EXTRAIT DU DOCUMENT:
>>>

Propos recueillis par Vincent Hiribarren
Questions à Dorothée Boulanger, doctorante en histoire à King's College London et spécialiste de
l'histoire de la littérature lusophone africaine.
De son vrai nom José Mateus Vieira da Graça,
il est né au Portugal en mai 1935 et a émigré avec sa famille quelques années
plus tard en Angola, alors colonie portugaise. A Luanda, la capitale, il vit dans
les musseques (du kimbundu, l’une des
langues parlées dans la région de Luanda, « mu seke », sable rouge), des
zones d’habitat précaire, situées en marge de la ville coloniale, qui
accueillent une population extrêmement diversifiée, des Africains venus des
régions rurales aux Portugais modestes arrivés massivement dans les années 1940
et 19450, en passant par les familles de l’ancienne élite métisse de Luanda.
Au début des années soixante, le refus du
Portugal de Salazar de donner l’indépendance à ses colonies africaines conduit
au déclenchement de plusieurs guerres de libération. José Luandino Vieira, lui,
prend fait et cause pour l’indépendance de l’Angola, ce qui lui vaut d’être
arrêté par la police politique portugaise, d’abord en 1959, puis en 1961. A
tout juste vingt-six ans, l’écrivain est condamné à quatorze ans
d’emprisonnement et de travaux forcés, et est transféré en 1964 au camp de
Tarrafal de Santiago au Cap Vert (une autre colonie portugaise) où il reste
jusqu’à son placement en résidence surveillée à Lisbonne en 1972. Quand l’Angola
devient enfin indépendante, en 1975, Luandino a quarante ans. Il rejoint le
régime du MPLA (le Mouvement Populaire pour la Libération de l’Angola) et prend
la tête de la télévision publique. Il devient également le secrétaire général
de l’Union des Écrivains Angolais, une
association créée par l’État indépendant chargée de promouvoir la culture
nationale d’Angola à travers l’œuvre de ses écrivains. [ José Luandino Vieira ]
Comment caractériser son œuvre ?
La plupart de ses « estórias »
(nouvelles) prennent place dans les musseques
de Luanda. À travers la description de la vie quotidienne dans ces quartiers
périphériques et négligés, Luandino tire à boulet rouge sur la propagande
coloniale : il montre la pauvreté des habitants, l'arbitraire et la
violence de l'État colonial, mais aussi la solidarité et le dynamisme culturel
de ces quartiers, qui deviennent les centres névralgiques de la nouvelle
identité culturelle angolaise au carrefour des cultures portugaise et africaine. L'écriture
même de Luandino devient le symbole le plus éclatant de la vitalité des
musseques : reproduisant la syntaxe kimbundu, utilisant de nombreux mots
kimbundu et empruntant largement à la tradition orale, Luandino Vieira transforme
profondément la langue portugaise, et devient une source d'inspiration majeure
pour le écrivains angolais. Le potentiel subversif de sa créativité est vite
perçu par les autorité coloniales : si son recueil de nouvelles Luuanda obtient
un prix littéraire prestigieux au Portugal en 1963, il est dans la foulée
interdit par les autorités. Comme la quasi totalité de son œuvre, Luuanda (São Paulo: Atica, 1982) a été écrit en prison, ce qui
renforce encore sa dimension politique.

<<<

MATÉRIAU EXTRAIT:
>>>

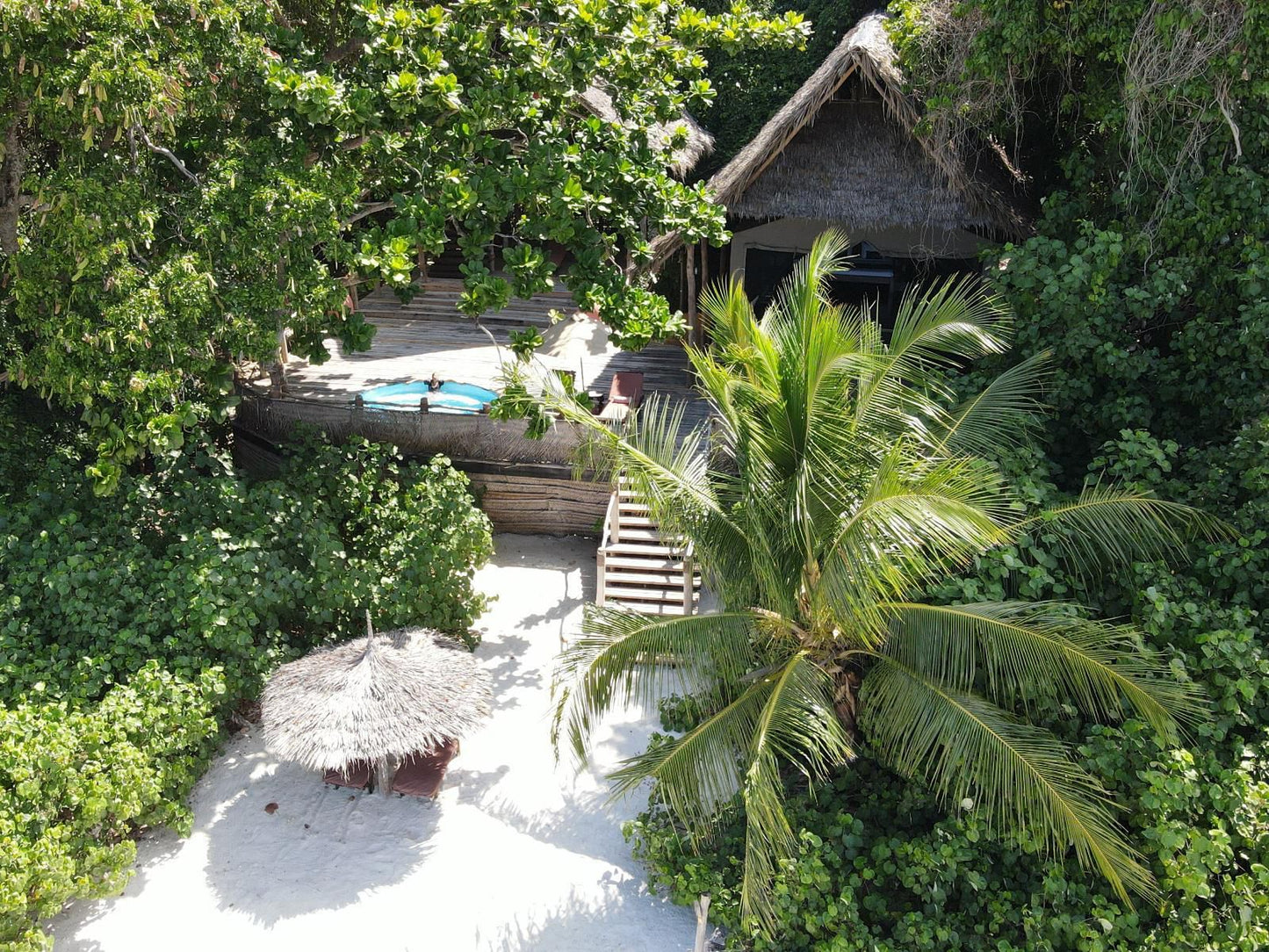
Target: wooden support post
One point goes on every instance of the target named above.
(704, 284)
(688, 583)
(384, 772)
(692, 287)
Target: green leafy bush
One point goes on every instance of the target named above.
(130, 624)
(76, 783)
(880, 869)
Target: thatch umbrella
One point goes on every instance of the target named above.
(379, 700)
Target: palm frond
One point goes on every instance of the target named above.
(1000, 415)
(786, 715)
(626, 658)
(1041, 650)
(1109, 527)
(1020, 777)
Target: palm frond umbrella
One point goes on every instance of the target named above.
(573, 339)
(376, 700)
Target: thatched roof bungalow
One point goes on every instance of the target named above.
(844, 153)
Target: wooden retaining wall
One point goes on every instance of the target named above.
(457, 436)
(537, 499)
(521, 501)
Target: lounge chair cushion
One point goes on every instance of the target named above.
(356, 775)
(421, 775)
(627, 387)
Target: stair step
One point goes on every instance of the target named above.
(638, 578)
(640, 535)
(650, 595)
(647, 607)
(635, 521)
(640, 547)
(641, 564)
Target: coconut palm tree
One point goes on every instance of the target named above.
(841, 481)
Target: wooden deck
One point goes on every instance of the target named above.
(430, 335)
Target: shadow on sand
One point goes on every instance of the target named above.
(278, 864)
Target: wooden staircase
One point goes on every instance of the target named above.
(638, 567)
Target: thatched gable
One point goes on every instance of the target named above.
(858, 164)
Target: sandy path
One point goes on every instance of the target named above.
(516, 853)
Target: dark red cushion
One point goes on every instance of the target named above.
(421, 775)
(627, 387)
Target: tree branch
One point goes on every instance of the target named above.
(11, 170)
(169, 155)
(368, 210)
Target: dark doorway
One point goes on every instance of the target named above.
(764, 270)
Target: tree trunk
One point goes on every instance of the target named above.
(11, 169)
(702, 911)
(846, 693)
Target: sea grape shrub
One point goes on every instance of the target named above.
(130, 624)
(79, 781)
(881, 869)
(191, 564)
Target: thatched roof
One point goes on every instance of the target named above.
(698, 145)
(385, 696)
(858, 164)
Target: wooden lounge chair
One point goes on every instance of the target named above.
(422, 775)
(624, 393)
(356, 775)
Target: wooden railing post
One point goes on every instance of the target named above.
(688, 581)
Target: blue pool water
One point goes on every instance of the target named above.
(452, 398)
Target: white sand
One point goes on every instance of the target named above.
(514, 855)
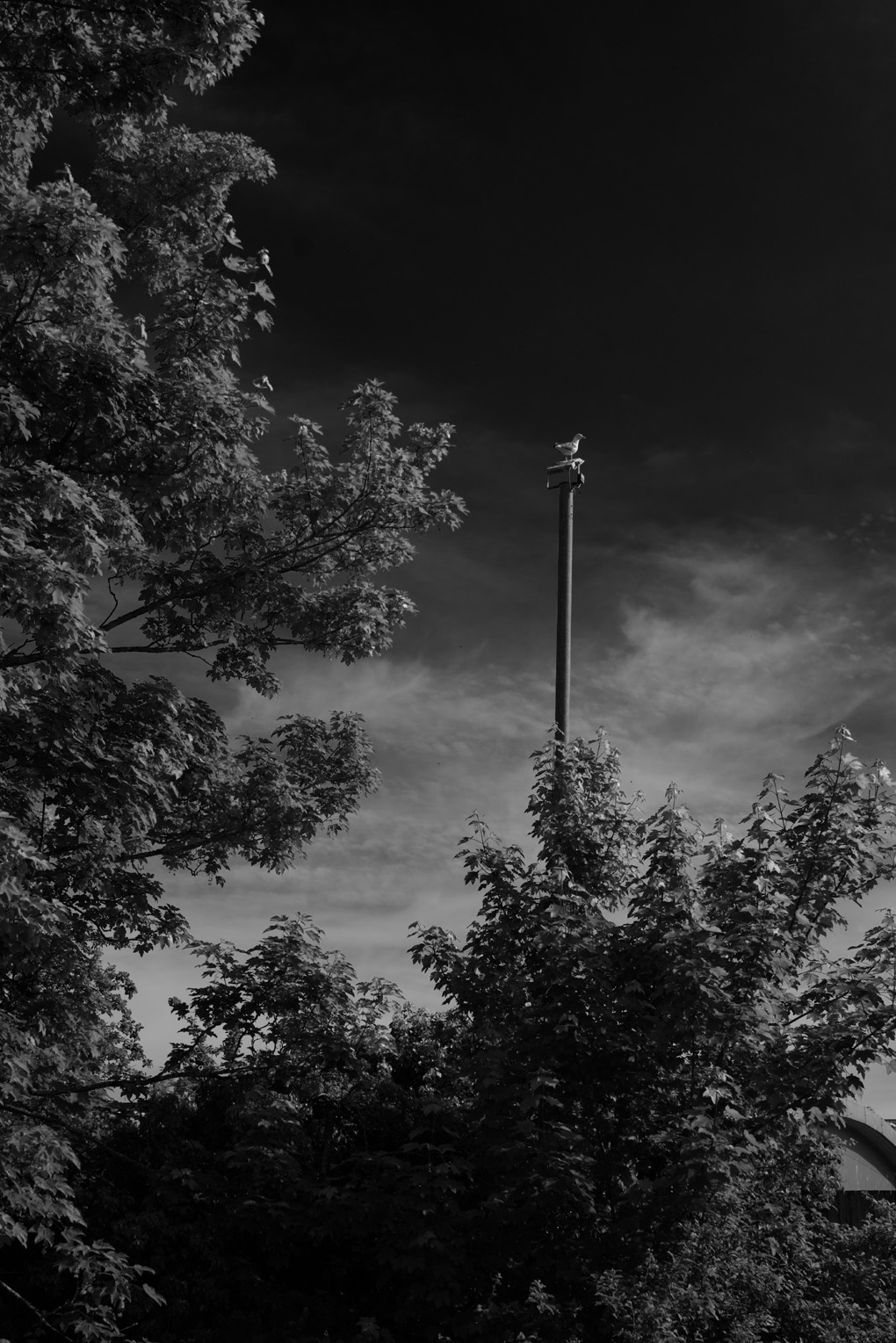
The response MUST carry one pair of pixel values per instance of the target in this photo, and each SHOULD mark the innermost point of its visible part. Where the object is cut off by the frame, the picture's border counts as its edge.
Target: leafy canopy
(137, 518)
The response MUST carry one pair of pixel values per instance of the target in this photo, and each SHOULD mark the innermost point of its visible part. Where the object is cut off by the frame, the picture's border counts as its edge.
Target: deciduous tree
(136, 517)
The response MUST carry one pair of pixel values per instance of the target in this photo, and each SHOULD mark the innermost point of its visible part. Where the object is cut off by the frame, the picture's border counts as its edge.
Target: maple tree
(137, 518)
(621, 1127)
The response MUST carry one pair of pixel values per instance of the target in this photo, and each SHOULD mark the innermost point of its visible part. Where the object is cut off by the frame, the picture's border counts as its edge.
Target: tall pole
(566, 477)
(565, 612)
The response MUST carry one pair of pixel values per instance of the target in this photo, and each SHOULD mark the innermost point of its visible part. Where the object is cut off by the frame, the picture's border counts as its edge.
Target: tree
(645, 1084)
(618, 1130)
(137, 517)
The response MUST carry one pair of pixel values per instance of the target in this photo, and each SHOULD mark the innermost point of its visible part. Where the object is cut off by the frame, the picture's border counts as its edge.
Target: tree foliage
(619, 1129)
(137, 518)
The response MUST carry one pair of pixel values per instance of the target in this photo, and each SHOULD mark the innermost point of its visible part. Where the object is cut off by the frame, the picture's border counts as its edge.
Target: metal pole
(567, 477)
(565, 612)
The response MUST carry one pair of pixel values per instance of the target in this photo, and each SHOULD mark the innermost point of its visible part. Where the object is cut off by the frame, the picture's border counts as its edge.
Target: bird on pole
(570, 449)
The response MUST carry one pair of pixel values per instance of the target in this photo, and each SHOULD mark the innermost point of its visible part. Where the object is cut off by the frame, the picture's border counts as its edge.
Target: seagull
(570, 449)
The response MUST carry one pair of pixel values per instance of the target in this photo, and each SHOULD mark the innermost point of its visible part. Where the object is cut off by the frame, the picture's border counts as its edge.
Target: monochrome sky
(670, 228)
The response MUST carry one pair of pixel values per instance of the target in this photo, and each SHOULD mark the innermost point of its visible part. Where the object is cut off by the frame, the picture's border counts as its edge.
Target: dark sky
(670, 227)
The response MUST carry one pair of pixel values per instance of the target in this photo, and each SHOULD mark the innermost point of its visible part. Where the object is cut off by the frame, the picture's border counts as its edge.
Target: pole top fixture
(568, 469)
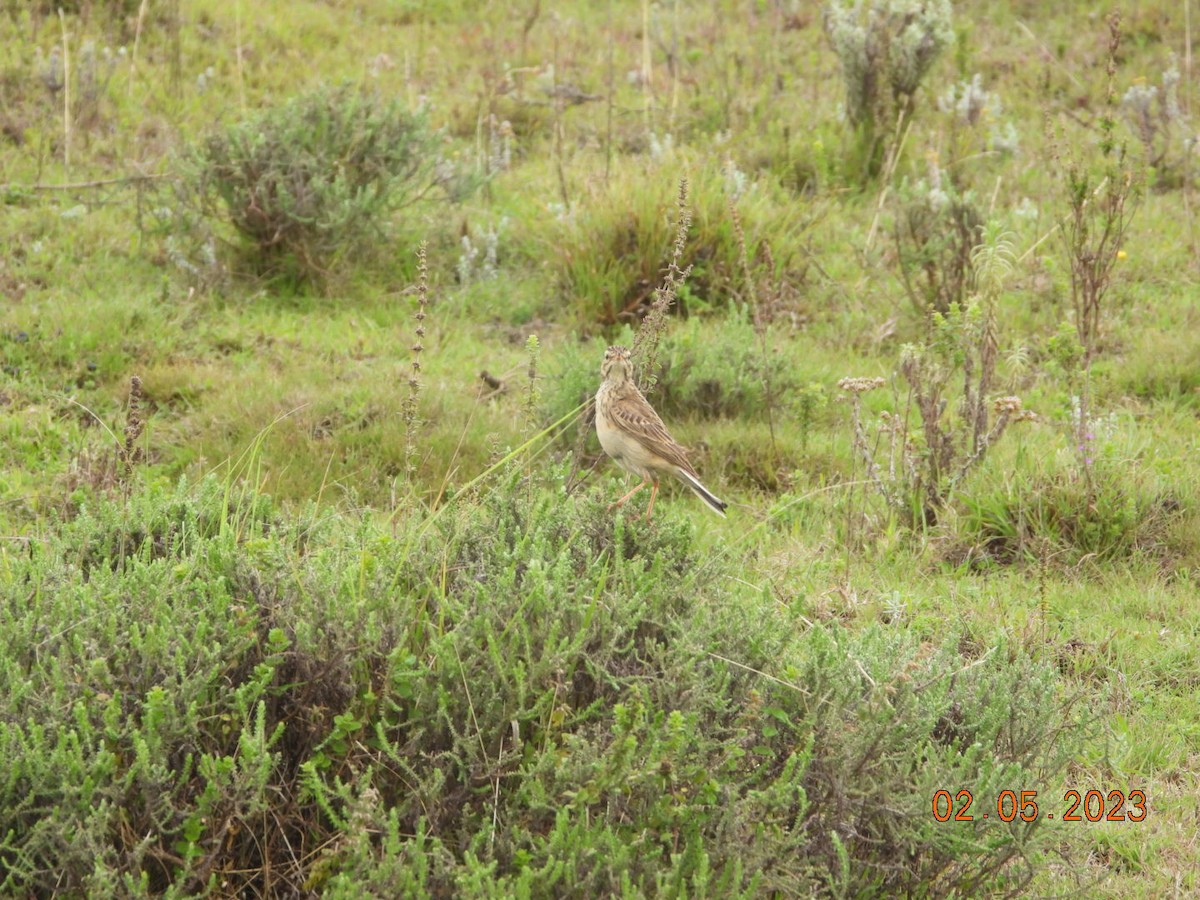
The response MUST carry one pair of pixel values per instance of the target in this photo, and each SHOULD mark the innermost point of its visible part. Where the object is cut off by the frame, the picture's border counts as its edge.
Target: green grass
(270, 649)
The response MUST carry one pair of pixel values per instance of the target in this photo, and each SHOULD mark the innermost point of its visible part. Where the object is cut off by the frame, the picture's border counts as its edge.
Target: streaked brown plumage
(635, 437)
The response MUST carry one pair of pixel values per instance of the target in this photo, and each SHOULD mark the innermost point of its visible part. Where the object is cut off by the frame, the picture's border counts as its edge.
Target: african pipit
(635, 437)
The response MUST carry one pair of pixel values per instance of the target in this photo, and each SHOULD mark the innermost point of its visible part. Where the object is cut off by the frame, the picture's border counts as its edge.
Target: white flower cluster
(901, 36)
(972, 105)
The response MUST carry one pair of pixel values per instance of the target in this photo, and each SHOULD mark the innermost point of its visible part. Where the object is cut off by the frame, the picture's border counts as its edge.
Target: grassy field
(294, 616)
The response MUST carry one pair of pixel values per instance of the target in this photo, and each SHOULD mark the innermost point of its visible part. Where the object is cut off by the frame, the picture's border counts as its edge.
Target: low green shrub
(309, 184)
(611, 251)
(521, 695)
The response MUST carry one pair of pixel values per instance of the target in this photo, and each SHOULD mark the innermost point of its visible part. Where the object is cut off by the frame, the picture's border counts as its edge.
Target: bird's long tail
(707, 496)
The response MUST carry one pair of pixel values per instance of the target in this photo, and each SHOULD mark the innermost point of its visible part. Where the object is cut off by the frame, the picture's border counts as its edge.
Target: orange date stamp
(1095, 807)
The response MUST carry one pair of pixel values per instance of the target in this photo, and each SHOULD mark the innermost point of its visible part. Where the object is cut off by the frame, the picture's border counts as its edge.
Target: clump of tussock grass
(610, 251)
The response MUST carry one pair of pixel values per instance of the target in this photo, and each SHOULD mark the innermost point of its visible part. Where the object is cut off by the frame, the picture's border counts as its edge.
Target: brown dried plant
(414, 379)
(649, 335)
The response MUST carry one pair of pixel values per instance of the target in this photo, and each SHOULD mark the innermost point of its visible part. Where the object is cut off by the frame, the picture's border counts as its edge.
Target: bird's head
(616, 366)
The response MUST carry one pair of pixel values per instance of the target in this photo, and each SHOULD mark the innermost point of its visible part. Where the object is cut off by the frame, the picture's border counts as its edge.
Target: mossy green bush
(309, 184)
(521, 695)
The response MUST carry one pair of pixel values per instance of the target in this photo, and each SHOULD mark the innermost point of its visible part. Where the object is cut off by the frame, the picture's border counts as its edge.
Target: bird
(635, 437)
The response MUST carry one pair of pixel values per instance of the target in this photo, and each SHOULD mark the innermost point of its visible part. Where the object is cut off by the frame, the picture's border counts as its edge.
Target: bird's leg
(654, 492)
(622, 501)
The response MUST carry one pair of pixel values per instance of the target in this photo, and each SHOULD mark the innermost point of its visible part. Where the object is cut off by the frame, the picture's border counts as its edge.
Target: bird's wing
(633, 414)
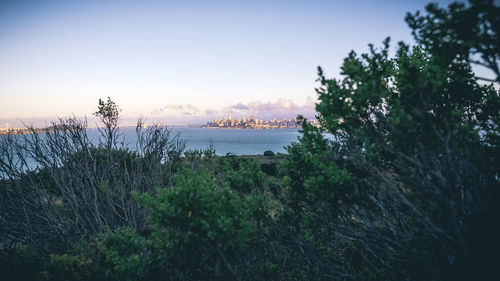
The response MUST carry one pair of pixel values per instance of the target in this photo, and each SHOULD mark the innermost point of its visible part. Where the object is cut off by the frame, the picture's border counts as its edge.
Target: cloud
(173, 106)
(210, 111)
(193, 108)
(239, 106)
(280, 108)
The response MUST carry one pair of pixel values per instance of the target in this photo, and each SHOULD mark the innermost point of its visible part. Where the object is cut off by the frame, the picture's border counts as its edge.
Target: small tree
(108, 112)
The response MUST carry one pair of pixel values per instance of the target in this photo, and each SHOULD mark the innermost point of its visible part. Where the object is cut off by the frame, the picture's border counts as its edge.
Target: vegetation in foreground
(408, 189)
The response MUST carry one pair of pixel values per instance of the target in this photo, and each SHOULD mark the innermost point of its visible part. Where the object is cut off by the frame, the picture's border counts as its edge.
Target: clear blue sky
(174, 60)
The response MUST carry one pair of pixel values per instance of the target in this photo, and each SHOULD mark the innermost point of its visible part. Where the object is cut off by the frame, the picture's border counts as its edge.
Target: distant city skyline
(181, 60)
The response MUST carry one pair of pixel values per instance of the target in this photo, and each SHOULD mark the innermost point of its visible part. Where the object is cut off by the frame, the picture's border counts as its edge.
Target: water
(236, 141)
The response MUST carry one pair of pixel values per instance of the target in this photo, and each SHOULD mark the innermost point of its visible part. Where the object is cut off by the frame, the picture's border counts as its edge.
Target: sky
(181, 61)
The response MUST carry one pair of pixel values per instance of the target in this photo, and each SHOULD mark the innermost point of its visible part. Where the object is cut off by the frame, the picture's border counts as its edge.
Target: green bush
(268, 153)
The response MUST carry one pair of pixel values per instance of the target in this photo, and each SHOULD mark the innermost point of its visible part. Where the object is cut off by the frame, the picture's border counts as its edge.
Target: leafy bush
(268, 153)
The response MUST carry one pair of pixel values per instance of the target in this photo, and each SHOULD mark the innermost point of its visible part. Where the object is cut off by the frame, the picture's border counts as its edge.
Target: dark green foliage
(268, 153)
(21, 264)
(399, 182)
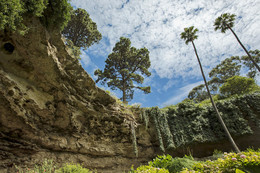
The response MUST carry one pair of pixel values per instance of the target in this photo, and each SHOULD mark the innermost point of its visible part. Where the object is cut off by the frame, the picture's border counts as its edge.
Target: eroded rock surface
(51, 108)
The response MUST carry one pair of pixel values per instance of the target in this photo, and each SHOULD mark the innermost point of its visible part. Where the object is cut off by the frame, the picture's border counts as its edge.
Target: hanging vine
(146, 118)
(165, 130)
(154, 113)
(134, 139)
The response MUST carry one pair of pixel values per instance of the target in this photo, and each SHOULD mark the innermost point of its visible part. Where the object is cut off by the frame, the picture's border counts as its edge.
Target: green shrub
(246, 161)
(150, 169)
(70, 168)
(177, 164)
(161, 161)
(174, 165)
(46, 167)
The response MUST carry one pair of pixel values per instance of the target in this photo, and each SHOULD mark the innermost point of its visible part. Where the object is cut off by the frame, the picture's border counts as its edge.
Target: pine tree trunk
(124, 94)
(214, 106)
(248, 54)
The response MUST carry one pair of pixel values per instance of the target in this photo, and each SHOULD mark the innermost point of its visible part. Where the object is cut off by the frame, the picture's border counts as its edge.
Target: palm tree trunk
(248, 54)
(214, 106)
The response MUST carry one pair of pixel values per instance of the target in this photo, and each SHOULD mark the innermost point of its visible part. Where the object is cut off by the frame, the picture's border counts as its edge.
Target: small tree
(125, 66)
(225, 22)
(81, 30)
(238, 85)
(189, 35)
(249, 64)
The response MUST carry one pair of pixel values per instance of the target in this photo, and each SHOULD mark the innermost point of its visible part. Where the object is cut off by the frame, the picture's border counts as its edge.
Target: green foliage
(134, 139)
(10, 14)
(189, 34)
(46, 167)
(81, 30)
(249, 64)
(238, 85)
(125, 66)
(177, 164)
(201, 123)
(161, 161)
(74, 49)
(57, 14)
(35, 7)
(154, 113)
(246, 161)
(198, 93)
(53, 13)
(226, 69)
(224, 22)
(174, 165)
(71, 168)
(150, 169)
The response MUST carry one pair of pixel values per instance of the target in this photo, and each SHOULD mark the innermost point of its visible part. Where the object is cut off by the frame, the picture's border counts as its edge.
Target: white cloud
(182, 93)
(157, 24)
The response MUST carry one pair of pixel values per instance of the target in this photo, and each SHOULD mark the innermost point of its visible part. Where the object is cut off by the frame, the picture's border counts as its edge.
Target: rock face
(50, 108)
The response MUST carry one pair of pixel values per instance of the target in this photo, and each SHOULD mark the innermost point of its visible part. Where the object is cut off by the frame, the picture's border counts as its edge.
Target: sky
(157, 25)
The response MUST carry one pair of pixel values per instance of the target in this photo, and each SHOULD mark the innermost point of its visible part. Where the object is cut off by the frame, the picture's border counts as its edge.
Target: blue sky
(156, 25)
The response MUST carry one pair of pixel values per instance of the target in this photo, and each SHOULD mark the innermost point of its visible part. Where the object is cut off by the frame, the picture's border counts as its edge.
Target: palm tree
(225, 22)
(189, 35)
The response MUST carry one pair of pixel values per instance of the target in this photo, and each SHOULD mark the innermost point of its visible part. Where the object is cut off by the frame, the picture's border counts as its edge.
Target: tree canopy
(225, 22)
(53, 13)
(238, 85)
(81, 30)
(125, 68)
(252, 70)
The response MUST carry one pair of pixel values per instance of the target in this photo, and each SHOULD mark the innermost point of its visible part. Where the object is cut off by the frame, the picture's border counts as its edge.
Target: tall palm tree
(225, 22)
(189, 35)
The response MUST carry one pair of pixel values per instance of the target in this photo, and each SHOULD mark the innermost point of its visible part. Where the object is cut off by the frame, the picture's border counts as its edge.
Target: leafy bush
(161, 161)
(238, 85)
(46, 167)
(174, 165)
(177, 164)
(69, 168)
(150, 169)
(246, 161)
(54, 13)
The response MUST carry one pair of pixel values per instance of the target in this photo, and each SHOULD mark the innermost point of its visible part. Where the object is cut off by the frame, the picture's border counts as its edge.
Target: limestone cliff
(51, 108)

<<<

CONSIGNE:
Reproduisez à l'identique le passage de l'entretien sur José Luandino Vieira qui va de « Propos recueillis par » jusqu'à « littérature lusophone africaine. » inclus.

RÉSULTAT OBTENU:
Propos recueillis par Vincent Hiribarren
Questions à Dorothée Boulanger, doctorante en histoire à King's College London et spécialiste de
l'histoire de la littérature lusophone africaine.